#### Task details:
Among the records, which lines include "below"? List them.

---

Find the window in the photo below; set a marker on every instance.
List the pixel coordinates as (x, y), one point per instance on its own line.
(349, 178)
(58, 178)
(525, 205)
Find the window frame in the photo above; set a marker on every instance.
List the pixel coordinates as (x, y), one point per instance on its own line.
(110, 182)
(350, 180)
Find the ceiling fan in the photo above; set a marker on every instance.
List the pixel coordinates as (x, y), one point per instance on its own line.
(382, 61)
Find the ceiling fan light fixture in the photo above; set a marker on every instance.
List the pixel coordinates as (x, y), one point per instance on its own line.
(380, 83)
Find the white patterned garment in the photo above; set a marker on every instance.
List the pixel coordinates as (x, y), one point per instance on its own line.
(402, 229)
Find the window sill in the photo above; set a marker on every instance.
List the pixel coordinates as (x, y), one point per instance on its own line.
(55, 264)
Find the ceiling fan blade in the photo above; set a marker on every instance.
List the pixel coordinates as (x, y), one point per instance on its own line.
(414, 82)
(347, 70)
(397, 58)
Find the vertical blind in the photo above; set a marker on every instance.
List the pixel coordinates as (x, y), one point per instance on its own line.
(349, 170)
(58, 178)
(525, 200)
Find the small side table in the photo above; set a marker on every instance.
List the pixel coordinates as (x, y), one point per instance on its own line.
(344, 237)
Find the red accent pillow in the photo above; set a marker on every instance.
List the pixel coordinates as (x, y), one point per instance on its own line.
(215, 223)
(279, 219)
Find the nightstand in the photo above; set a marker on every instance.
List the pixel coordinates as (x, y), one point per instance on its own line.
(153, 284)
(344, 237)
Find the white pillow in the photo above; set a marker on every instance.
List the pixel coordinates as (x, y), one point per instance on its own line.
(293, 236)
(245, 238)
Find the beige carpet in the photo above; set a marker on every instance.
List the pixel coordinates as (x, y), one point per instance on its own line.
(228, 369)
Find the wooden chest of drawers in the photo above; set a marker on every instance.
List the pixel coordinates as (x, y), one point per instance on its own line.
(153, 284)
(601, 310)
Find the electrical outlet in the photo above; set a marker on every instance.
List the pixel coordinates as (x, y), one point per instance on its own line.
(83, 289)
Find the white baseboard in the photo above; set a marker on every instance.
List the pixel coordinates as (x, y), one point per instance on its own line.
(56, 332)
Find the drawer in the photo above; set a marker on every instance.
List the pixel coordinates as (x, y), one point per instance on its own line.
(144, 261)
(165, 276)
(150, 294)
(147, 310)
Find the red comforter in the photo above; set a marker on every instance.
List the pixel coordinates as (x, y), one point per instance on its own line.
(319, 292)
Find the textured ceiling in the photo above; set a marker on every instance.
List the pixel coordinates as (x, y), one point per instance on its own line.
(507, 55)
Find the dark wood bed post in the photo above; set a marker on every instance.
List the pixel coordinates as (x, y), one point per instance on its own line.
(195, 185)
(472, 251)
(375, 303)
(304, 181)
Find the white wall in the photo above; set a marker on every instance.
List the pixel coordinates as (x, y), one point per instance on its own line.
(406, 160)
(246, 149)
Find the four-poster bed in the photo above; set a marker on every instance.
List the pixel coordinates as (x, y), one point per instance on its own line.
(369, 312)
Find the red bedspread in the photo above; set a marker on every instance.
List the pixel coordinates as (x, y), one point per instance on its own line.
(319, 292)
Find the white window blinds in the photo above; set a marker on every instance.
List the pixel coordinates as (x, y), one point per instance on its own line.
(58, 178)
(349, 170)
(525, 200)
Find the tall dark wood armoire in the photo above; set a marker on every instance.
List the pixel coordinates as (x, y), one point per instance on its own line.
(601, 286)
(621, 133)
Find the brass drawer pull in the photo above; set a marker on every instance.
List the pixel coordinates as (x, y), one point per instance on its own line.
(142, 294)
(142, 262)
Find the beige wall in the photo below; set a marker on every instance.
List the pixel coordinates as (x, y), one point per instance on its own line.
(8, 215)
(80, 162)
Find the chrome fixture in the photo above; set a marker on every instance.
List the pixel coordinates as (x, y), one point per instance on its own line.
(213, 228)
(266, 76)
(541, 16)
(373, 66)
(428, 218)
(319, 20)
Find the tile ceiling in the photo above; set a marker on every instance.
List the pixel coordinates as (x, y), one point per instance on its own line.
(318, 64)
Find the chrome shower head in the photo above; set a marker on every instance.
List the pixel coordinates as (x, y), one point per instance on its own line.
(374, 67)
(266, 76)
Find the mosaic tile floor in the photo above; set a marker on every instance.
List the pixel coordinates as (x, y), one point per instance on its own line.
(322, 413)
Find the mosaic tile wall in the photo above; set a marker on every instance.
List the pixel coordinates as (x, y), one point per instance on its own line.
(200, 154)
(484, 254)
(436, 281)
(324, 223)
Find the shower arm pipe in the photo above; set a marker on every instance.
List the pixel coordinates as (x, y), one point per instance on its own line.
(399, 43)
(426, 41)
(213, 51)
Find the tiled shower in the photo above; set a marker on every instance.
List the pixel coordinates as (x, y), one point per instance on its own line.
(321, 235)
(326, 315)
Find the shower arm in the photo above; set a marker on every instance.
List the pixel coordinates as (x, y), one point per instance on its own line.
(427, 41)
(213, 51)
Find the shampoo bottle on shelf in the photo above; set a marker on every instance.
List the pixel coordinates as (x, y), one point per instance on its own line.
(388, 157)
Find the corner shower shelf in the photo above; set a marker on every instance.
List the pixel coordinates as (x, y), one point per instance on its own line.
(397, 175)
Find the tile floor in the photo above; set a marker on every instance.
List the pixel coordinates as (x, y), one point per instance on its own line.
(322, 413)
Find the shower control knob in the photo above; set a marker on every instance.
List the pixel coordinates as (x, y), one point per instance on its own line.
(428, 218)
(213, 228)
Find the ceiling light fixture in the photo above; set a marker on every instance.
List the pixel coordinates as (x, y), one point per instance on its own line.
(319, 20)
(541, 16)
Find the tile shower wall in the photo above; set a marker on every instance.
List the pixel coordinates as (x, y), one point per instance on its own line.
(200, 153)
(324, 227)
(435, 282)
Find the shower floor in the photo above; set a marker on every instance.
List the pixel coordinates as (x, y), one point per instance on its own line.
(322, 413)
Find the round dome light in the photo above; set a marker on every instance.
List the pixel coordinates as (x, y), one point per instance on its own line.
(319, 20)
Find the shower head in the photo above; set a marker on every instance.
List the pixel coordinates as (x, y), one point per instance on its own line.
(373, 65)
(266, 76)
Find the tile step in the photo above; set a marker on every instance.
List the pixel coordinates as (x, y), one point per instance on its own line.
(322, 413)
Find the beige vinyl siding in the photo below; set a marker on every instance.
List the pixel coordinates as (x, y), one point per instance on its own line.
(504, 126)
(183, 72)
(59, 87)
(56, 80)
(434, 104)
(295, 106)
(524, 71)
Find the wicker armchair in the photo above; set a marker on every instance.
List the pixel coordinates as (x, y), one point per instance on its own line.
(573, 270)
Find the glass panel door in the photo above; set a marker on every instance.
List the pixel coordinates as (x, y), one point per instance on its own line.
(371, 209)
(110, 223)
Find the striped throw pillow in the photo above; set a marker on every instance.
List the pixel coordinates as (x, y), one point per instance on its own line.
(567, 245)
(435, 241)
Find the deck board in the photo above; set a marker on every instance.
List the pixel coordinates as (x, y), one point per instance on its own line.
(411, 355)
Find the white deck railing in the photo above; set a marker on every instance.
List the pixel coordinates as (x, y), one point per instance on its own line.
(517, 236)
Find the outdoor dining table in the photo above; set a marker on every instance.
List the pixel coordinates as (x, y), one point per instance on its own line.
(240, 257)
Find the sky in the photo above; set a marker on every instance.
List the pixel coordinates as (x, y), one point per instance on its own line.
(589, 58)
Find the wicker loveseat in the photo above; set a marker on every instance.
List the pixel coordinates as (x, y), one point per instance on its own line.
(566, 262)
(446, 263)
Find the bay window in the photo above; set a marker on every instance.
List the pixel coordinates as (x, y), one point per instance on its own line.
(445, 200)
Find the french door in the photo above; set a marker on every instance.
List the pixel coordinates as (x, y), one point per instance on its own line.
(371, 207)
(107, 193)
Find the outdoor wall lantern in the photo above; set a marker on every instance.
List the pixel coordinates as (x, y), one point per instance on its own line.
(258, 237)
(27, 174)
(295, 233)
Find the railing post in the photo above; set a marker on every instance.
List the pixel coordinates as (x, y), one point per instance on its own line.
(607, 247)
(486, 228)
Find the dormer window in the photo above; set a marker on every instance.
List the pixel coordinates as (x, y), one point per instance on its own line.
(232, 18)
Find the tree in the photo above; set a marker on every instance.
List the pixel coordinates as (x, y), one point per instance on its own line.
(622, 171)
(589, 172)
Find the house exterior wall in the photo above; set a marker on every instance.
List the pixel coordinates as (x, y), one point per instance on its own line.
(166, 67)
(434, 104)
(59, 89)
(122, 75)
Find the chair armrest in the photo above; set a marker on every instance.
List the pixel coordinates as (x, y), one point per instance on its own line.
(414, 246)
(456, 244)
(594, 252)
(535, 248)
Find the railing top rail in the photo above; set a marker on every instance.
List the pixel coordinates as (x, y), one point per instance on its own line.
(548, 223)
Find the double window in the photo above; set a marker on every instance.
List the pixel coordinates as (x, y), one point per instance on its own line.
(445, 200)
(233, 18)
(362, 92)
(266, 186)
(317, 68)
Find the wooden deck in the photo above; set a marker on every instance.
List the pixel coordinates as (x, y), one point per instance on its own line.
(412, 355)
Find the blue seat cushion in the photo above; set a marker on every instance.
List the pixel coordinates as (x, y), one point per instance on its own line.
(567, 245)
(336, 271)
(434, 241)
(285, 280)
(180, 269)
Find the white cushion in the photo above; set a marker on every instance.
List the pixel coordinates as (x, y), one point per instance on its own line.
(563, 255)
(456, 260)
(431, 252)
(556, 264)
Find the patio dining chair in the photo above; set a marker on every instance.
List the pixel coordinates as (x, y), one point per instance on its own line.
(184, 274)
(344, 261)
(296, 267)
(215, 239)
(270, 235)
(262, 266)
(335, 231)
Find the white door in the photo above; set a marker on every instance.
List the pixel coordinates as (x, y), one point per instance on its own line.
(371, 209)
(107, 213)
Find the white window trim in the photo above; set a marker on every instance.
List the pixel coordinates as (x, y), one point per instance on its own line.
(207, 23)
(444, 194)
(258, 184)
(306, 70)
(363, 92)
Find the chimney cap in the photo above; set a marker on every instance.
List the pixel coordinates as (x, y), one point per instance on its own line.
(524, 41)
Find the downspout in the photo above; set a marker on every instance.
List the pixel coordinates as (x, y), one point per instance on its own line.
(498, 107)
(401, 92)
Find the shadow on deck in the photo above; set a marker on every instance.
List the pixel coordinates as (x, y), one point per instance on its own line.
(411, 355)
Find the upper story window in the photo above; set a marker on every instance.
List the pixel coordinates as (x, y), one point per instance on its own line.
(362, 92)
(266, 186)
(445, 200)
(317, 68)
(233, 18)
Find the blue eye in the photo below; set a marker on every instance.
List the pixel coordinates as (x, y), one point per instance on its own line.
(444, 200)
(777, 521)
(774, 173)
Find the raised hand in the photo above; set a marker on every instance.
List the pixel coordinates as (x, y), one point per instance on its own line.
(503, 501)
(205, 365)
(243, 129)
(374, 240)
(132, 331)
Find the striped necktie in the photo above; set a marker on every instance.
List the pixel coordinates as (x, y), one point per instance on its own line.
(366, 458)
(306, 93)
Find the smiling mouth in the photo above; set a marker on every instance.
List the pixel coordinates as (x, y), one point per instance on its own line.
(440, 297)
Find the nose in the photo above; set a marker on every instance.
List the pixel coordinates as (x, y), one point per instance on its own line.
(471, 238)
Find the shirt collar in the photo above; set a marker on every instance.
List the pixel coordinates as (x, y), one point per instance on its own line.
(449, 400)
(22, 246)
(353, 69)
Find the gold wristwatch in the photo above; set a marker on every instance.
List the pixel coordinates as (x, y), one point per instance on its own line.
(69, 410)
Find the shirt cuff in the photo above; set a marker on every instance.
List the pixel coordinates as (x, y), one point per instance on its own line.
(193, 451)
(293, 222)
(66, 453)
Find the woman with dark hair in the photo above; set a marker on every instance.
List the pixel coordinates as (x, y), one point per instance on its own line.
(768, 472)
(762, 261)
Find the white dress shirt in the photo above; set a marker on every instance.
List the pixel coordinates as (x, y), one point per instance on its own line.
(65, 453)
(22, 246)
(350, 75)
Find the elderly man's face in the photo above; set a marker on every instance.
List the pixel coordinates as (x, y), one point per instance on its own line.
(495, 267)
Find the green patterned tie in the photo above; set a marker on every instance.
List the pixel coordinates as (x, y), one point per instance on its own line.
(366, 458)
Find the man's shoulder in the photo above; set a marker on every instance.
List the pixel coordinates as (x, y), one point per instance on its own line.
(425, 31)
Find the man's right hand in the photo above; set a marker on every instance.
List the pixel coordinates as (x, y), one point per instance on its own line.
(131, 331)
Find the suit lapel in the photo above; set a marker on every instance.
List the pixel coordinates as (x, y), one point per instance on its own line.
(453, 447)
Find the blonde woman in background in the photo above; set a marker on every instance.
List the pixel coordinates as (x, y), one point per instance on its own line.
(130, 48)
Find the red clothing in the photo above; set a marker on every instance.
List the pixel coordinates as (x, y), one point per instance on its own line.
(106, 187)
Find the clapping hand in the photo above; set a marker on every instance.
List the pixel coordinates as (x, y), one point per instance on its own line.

---

#### Response to the task:
Find the window in the photo below; set a marker on every instance.
Find the beige wall in the photo below; set a marker on every instance.
Find the beige vinyl siding in the photo below; set a marker on every instance.
Find the blue eye in the photo below; set a marker on every instance.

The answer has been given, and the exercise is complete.